Referring expression pointing data
-- Opening Marker --

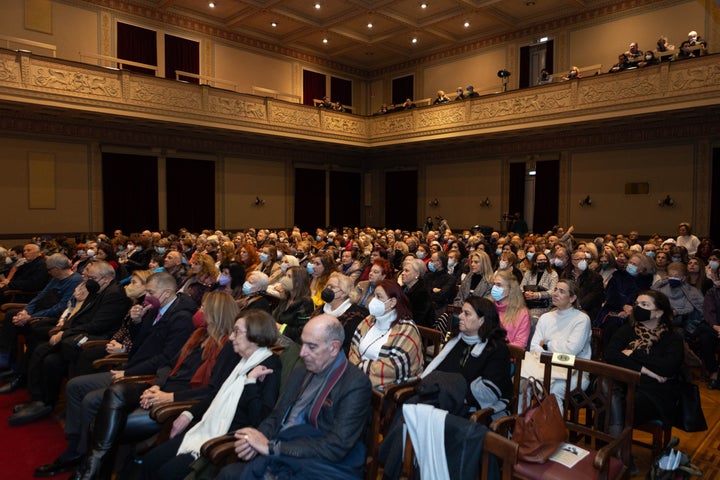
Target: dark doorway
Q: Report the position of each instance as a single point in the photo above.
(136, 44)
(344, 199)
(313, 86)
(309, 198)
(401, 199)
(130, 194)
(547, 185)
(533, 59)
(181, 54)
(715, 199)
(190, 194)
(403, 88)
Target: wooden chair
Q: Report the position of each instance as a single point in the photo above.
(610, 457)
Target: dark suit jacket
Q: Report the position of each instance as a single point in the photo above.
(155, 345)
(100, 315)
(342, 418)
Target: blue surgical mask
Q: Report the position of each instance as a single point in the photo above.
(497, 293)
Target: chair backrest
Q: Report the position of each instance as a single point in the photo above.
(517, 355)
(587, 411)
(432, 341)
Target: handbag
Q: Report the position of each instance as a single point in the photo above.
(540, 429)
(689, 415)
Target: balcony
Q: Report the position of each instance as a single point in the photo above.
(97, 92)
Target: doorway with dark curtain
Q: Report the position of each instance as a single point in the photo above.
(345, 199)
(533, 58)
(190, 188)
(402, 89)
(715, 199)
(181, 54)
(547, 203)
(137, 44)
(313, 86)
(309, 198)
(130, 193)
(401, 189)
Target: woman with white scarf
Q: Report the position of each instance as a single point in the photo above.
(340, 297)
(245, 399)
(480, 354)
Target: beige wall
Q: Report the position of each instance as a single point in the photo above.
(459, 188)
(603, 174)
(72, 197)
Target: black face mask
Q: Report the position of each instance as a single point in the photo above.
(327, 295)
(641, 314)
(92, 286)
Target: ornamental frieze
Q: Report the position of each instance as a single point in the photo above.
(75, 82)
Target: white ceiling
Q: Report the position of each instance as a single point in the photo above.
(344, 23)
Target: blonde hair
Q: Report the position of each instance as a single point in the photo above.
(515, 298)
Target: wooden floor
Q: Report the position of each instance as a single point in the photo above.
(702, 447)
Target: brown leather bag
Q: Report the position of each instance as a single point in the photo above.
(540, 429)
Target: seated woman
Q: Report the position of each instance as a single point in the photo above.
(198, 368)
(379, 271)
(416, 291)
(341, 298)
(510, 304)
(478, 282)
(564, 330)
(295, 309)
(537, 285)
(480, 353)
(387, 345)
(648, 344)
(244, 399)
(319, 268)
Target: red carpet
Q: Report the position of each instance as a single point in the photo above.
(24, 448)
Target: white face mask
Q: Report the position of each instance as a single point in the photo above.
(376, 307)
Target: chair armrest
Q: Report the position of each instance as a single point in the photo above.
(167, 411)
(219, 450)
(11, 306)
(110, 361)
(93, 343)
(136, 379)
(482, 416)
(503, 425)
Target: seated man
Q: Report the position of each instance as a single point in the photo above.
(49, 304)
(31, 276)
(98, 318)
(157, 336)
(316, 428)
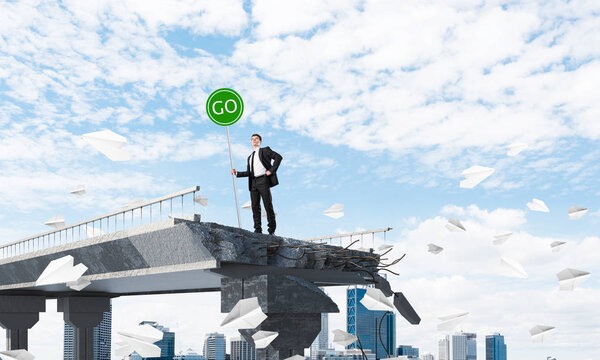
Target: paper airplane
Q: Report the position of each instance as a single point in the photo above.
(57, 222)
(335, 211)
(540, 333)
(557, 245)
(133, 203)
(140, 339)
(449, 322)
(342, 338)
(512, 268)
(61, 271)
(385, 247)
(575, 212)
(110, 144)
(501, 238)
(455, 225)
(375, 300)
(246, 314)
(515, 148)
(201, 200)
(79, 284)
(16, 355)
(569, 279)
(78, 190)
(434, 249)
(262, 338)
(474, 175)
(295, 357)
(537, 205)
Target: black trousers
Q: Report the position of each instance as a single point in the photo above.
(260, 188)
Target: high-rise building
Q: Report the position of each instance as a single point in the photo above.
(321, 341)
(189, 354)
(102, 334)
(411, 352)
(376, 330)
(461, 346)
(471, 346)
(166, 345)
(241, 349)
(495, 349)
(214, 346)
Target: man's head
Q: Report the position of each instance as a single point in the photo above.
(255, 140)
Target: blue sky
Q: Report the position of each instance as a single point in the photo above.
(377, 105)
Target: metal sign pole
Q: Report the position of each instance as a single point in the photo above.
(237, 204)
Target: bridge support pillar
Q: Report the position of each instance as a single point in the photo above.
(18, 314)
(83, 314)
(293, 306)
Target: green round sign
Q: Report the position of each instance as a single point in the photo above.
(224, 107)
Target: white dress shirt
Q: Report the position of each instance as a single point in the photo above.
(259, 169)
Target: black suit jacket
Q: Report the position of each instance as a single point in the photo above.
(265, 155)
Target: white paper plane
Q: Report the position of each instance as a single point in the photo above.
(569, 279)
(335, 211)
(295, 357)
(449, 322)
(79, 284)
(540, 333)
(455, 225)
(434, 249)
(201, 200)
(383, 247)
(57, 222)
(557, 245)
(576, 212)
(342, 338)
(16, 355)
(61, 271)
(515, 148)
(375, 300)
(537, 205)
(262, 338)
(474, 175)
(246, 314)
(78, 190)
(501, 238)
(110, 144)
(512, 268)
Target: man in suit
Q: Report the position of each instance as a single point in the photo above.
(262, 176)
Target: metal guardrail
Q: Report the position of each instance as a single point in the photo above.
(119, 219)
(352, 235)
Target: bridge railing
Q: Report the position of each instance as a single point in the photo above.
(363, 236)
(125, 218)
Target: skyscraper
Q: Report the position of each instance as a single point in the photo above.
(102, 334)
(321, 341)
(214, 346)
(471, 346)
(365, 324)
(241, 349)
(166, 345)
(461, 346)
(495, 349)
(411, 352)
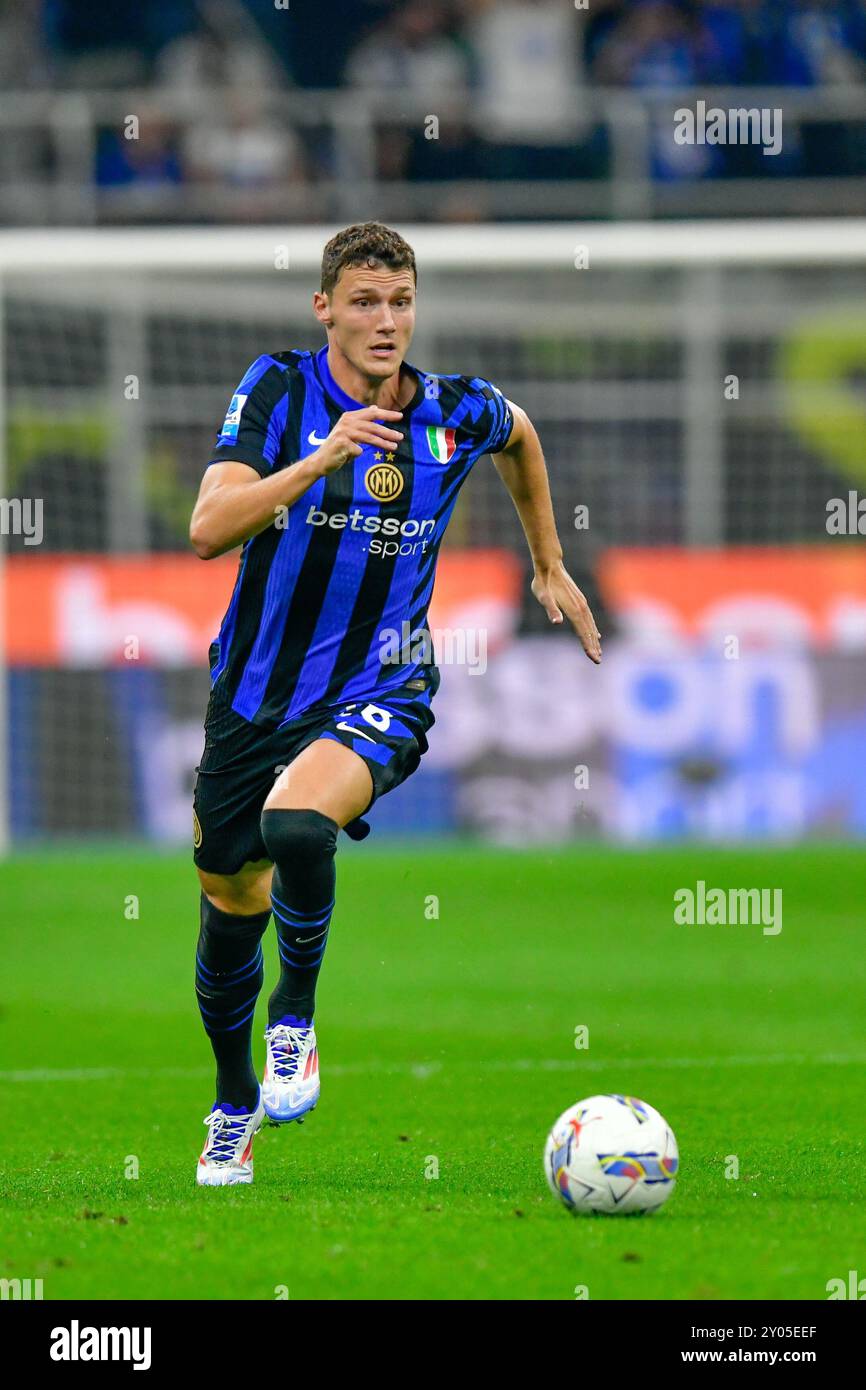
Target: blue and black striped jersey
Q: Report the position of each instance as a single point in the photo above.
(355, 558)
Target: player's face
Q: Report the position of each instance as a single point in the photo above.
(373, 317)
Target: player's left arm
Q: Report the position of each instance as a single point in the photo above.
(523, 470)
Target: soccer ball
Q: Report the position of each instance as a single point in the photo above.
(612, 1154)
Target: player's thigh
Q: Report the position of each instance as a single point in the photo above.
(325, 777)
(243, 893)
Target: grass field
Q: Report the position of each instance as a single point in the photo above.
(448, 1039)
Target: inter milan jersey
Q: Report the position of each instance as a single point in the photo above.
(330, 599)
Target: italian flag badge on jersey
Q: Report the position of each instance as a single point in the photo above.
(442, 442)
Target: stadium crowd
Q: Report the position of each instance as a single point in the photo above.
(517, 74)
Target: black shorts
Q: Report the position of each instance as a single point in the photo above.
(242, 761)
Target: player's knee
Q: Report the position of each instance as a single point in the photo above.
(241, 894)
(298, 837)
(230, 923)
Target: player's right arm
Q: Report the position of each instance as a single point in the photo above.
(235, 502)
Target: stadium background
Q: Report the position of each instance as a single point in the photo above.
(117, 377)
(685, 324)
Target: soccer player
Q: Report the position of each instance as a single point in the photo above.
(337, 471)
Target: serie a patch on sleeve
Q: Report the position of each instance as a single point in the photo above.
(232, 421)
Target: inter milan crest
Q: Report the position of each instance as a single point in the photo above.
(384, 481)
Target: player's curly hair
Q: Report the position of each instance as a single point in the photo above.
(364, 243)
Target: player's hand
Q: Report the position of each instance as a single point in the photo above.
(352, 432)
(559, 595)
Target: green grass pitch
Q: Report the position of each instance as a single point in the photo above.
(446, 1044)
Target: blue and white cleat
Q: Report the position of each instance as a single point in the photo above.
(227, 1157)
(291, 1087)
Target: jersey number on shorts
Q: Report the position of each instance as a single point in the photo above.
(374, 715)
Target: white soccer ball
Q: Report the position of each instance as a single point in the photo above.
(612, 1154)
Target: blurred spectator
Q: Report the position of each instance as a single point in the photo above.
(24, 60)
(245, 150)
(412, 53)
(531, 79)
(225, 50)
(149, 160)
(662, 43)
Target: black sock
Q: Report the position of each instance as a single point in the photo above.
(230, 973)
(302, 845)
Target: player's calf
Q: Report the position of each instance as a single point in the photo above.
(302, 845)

-- Closing Marker --

→ **Instructions for the task**: Only the lines from the top of the data through the line with "Target: brown leather bag" should be quoted, exactly and with both ends kept; skip the pictures.

→ **Answer to this problem**:
Target: dark doorway
Q: Report the position of each instance as a single point in the photo above.
(136, 44)
(344, 199)
(313, 86)
(309, 198)
(401, 199)
(130, 194)
(547, 185)
(533, 59)
(181, 54)
(715, 199)
(190, 194)
(403, 88)
Target: wooden chair
Q: Report the position of each instance as a single point in the photo above.
(610, 457)
Target: dark suit jacket
Q: Report the position of each instance as a single point in the photo above.
(155, 345)
(100, 315)
(342, 418)
Target: blue surgical mask
Q: Report the position of each instance as a single point in the photo above.
(497, 293)
Target: chair backrest
Q: Report the position of each instance as a single point in the photo above.
(517, 355)
(587, 411)
(432, 341)
Target: handbag
Q: Report the position of each instance as a single point in the photo above.
(540, 429)
(689, 415)
Target: balcony
Q: Report the position of each instance as a single point in the photo above.
(97, 92)
Target: doorway with dark curtain
Q: Report the position of each instance as a single point in the photo above.
(345, 199)
(533, 58)
(190, 188)
(402, 89)
(715, 199)
(181, 54)
(547, 203)
(137, 44)
(313, 86)
(309, 198)
(130, 193)
(401, 189)
Target: woman with white scarf
Q: Report the position of each instance as a single point in the photo above.
(340, 297)
(245, 399)
(480, 354)
Target: beige wall
Q: Report the position of each instance as a single point in the photo above.
(459, 188)
(603, 174)
(72, 197)
Target: black face mask
Q: Report the position of each instance as a single point in the photo above.
(327, 295)
(641, 314)
(92, 286)
Target: ornamental frieze
Q: Report the position of each instance as a single point in the photo above.
(75, 82)
Target: white ceiling
Q: Report the position of each instance as a single point in the photo above.
(344, 23)
Target: blonde hair
Q: Report the position of each instance as a single point in the photo above.
(515, 298)
Target: wooden floor
Q: Report the position of each instance as a single point in the photo above.
(702, 447)
Target: brown leather bag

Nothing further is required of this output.